* [AVAILABLE DATA]
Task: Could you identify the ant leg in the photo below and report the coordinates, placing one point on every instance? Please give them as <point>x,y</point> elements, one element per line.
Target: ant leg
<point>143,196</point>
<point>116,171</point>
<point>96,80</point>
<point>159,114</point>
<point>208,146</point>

* [EXERCISE DESCRIPTION]
Would you output the material above once more, exactly as given?

* [THE ANSWER]
Task: Could you identify the ant leg in the photo below and report the coordinates, placing one point on every instance? Please give them as <point>x,y</point> elements, one element per line.
Target: ant leg
<point>143,196</point>
<point>116,171</point>
<point>96,80</point>
<point>159,114</point>
<point>208,146</point>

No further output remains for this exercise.